— START OF EXERCISE MATERIAL —

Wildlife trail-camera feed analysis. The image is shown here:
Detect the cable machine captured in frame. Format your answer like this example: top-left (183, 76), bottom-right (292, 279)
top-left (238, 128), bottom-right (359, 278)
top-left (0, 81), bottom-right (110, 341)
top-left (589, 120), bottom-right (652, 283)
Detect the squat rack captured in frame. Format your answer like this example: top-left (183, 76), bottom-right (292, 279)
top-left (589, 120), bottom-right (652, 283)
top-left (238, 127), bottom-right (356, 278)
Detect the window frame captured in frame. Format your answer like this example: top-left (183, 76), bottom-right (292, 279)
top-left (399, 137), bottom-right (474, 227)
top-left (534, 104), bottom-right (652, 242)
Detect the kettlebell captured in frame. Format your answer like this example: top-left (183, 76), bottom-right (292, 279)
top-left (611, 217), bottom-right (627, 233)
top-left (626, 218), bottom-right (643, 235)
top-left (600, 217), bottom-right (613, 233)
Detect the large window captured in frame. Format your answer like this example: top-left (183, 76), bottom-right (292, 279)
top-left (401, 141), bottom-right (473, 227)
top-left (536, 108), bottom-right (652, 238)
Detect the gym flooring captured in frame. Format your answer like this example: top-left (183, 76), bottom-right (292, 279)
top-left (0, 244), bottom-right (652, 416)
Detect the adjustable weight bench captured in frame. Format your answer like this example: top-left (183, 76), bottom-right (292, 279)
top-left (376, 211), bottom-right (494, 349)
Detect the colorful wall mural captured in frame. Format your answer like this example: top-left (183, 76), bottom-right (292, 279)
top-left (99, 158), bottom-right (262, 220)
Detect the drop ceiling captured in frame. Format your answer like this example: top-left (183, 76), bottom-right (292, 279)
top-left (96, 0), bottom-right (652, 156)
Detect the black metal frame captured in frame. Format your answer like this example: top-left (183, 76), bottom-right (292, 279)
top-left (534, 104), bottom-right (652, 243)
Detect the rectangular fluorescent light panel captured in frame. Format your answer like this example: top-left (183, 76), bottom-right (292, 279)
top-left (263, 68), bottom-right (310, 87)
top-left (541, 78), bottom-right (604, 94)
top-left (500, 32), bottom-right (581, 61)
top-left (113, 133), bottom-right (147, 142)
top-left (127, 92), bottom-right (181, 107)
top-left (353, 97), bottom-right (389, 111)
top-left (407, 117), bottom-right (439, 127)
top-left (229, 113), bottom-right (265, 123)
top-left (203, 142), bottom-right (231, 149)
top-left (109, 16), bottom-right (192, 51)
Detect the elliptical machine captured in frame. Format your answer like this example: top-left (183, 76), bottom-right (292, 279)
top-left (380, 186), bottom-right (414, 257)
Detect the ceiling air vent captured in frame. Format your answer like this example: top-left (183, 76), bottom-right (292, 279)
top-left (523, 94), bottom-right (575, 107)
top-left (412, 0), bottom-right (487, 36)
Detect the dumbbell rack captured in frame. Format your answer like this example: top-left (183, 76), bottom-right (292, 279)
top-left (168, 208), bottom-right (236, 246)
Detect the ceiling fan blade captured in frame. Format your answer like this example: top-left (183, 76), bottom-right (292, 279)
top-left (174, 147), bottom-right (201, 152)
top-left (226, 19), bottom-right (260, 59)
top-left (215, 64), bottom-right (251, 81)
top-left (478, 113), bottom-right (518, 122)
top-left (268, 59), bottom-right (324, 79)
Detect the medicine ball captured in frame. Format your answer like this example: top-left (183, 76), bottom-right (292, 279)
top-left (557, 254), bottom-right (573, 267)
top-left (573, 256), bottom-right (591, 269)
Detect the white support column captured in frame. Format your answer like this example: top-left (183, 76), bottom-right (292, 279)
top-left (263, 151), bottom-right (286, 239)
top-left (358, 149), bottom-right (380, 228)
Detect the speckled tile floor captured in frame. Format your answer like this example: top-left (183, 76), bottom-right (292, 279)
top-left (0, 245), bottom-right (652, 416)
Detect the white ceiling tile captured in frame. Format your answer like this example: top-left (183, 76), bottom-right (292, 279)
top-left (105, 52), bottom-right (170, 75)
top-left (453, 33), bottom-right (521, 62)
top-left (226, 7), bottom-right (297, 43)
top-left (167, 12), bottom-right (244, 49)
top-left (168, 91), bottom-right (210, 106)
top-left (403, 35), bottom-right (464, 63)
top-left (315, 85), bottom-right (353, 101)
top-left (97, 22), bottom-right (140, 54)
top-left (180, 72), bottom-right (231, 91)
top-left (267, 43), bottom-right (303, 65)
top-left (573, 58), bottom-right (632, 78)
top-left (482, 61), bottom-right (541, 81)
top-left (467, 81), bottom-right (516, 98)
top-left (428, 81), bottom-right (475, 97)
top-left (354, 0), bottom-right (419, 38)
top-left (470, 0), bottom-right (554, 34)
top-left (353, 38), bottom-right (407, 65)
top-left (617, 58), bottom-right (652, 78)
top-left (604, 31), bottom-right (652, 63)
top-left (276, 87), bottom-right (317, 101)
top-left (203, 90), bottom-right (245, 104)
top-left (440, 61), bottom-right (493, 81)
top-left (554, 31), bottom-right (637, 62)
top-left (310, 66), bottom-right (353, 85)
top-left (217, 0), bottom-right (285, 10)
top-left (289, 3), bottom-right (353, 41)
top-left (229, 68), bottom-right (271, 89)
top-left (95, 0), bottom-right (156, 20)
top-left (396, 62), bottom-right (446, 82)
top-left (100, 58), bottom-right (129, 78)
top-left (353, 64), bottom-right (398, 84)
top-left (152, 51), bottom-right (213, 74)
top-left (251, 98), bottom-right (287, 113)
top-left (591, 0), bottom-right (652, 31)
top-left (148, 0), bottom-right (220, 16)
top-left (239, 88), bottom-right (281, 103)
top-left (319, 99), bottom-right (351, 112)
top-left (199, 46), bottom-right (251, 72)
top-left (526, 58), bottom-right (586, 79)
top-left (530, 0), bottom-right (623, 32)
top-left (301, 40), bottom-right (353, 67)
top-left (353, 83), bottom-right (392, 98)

— END OF EXERCISE MATERIAL —

→ TASK TO COMPLETE
Print the lines above verbatim.

→ PROBLEM SOLUTION
Wildlife trail-camera feed analysis. The image is shown here:
Detect the cable machine captured in frame. Format your answer like this example: top-left (183, 76), bottom-right (292, 279)
top-left (238, 128), bottom-right (359, 278)
top-left (0, 81), bottom-right (110, 341)
top-left (589, 120), bottom-right (652, 283)
Detect the squat rack captured in frame. Format your answer like this example: top-left (183, 76), bottom-right (292, 279)
top-left (589, 120), bottom-right (652, 283)
top-left (238, 127), bottom-right (356, 278)
Detect the window frame captured in frame. Format your answer like this example: top-left (183, 76), bottom-right (292, 279)
top-left (399, 137), bottom-right (474, 227)
top-left (534, 104), bottom-right (652, 242)
Detect the kettlebell captured in frame. Format your answer like this example: top-left (183, 76), bottom-right (292, 279)
top-left (611, 217), bottom-right (627, 233)
top-left (626, 218), bottom-right (643, 235)
top-left (600, 217), bottom-right (613, 233)
Detect the large window captured in frame. Format your answer like this example: top-left (183, 76), bottom-right (292, 279)
top-left (401, 141), bottom-right (473, 227)
top-left (536, 108), bottom-right (652, 238)
Detect the gym flooring captured in frame. Format your answer like this example: top-left (183, 76), bottom-right (292, 279)
top-left (0, 244), bottom-right (652, 416)
Detect the adjustable weight bench captured in frame. Format your answer like this example: top-left (183, 76), bottom-right (292, 279)
top-left (376, 211), bottom-right (494, 349)
Detect the colorful wall mural captured in frame. Format your answer like this example: top-left (183, 76), bottom-right (292, 279)
top-left (99, 158), bottom-right (262, 220)
Detect the drop ceiling captured in frame. Format your answer like this example: top-left (183, 76), bottom-right (292, 279)
top-left (96, 0), bottom-right (652, 156)
Detect the black metal frame captured in frame. Format your answer like this example: top-left (183, 76), bottom-right (292, 279)
top-left (534, 104), bottom-right (652, 243)
Detect the rectangular fluorescent light panel captured in frame. Format your answer like this example: top-left (183, 76), bottom-right (292, 279)
top-left (263, 68), bottom-right (310, 87)
top-left (541, 78), bottom-right (604, 94)
top-left (500, 32), bottom-right (581, 61)
top-left (113, 133), bottom-right (147, 142)
top-left (127, 92), bottom-right (181, 107)
top-left (353, 97), bottom-right (389, 111)
top-left (407, 117), bottom-right (439, 127)
top-left (229, 113), bottom-right (265, 123)
top-left (203, 142), bottom-right (231, 149)
top-left (109, 16), bottom-right (192, 51)
Detect the elliptical machine captured in frame. Format your answer like this example: top-left (183, 76), bottom-right (292, 279)
top-left (380, 186), bottom-right (414, 257)
Detect the ceiling air vent captured in frame. Format your answer like this example: top-left (183, 76), bottom-right (292, 279)
top-left (523, 94), bottom-right (575, 107)
top-left (412, 0), bottom-right (487, 36)
Detect the dumbbell rack captured in frame. Format your answer like this example: top-left (183, 76), bottom-right (292, 279)
top-left (168, 208), bottom-right (236, 246)
Detect the ceiling fan blade captured in frame. Format your answer like this example: top-left (183, 76), bottom-right (292, 279)
top-left (174, 147), bottom-right (201, 152)
top-left (226, 19), bottom-right (260, 59)
top-left (215, 64), bottom-right (251, 81)
top-left (478, 113), bottom-right (518, 122)
top-left (268, 59), bottom-right (324, 79)
Detect the medicine ball captured in frame. Format your answer like this example: top-left (183, 76), bottom-right (292, 279)
top-left (557, 254), bottom-right (573, 267)
top-left (573, 256), bottom-right (591, 269)
Detect the white support column captured in frame. Format your answer like this example: top-left (183, 76), bottom-right (292, 279)
top-left (263, 151), bottom-right (286, 239)
top-left (358, 149), bottom-right (380, 228)
Detect the speckled tile floor captured in frame. Format your answer like this example: top-left (183, 76), bottom-right (292, 279)
top-left (0, 245), bottom-right (652, 416)
Detect the white ceiling tile captured in frame. Format your answer like this example: top-left (183, 76), bottom-right (292, 279)
top-left (105, 52), bottom-right (170, 75)
top-left (453, 33), bottom-right (521, 62)
top-left (226, 7), bottom-right (297, 43)
top-left (167, 12), bottom-right (244, 49)
top-left (168, 91), bottom-right (210, 106)
top-left (403, 35), bottom-right (464, 63)
top-left (315, 85), bottom-right (353, 101)
top-left (97, 22), bottom-right (140, 54)
top-left (180, 72), bottom-right (231, 91)
top-left (267, 43), bottom-right (303, 65)
top-left (573, 58), bottom-right (632, 78)
top-left (482, 61), bottom-right (541, 81)
top-left (467, 81), bottom-right (516, 98)
top-left (428, 81), bottom-right (475, 97)
top-left (354, 0), bottom-right (419, 38)
top-left (470, 0), bottom-right (554, 34)
top-left (353, 38), bottom-right (407, 65)
top-left (617, 58), bottom-right (652, 78)
top-left (604, 31), bottom-right (652, 63)
top-left (276, 87), bottom-right (317, 101)
top-left (203, 90), bottom-right (245, 104)
top-left (440, 61), bottom-right (493, 81)
top-left (554, 31), bottom-right (637, 62)
top-left (310, 66), bottom-right (353, 85)
top-left (217, 0), bottom-right (285, 10)
top-left (289, 3), bottom-right (353, 41)
top-left (229, 68), bottom-right (271, 89)
top-left (95, 0), bottom-right (156, 20)
top-left (396, 62), bottom-right (446, 82)
top-left (100, 58), bottom-right (129, 78)
top-left (353, 64), bottom-right (398, 84)
top-left (152, 51), bottom-right (213, 74)
top-left (251, 98), bottom-right (287, 113)
top-left (591, 0), bottom-right (652, 31)
top-left (148, 0), bottom-right (220, 16)
top-left (239, 88), bottom-right (281, 103)
top-left (319, 99), bottom-right (351, 112)
top-left (199, 46), bottom-right (251, 72)
top-left (526, 58), bottom-right (586, 79)
top-left (530, 0), bottom-right (623, 32)
top-left (301, 40), bottom-right (353, 67)
top-left (353, 83), bottom-right (392, 98)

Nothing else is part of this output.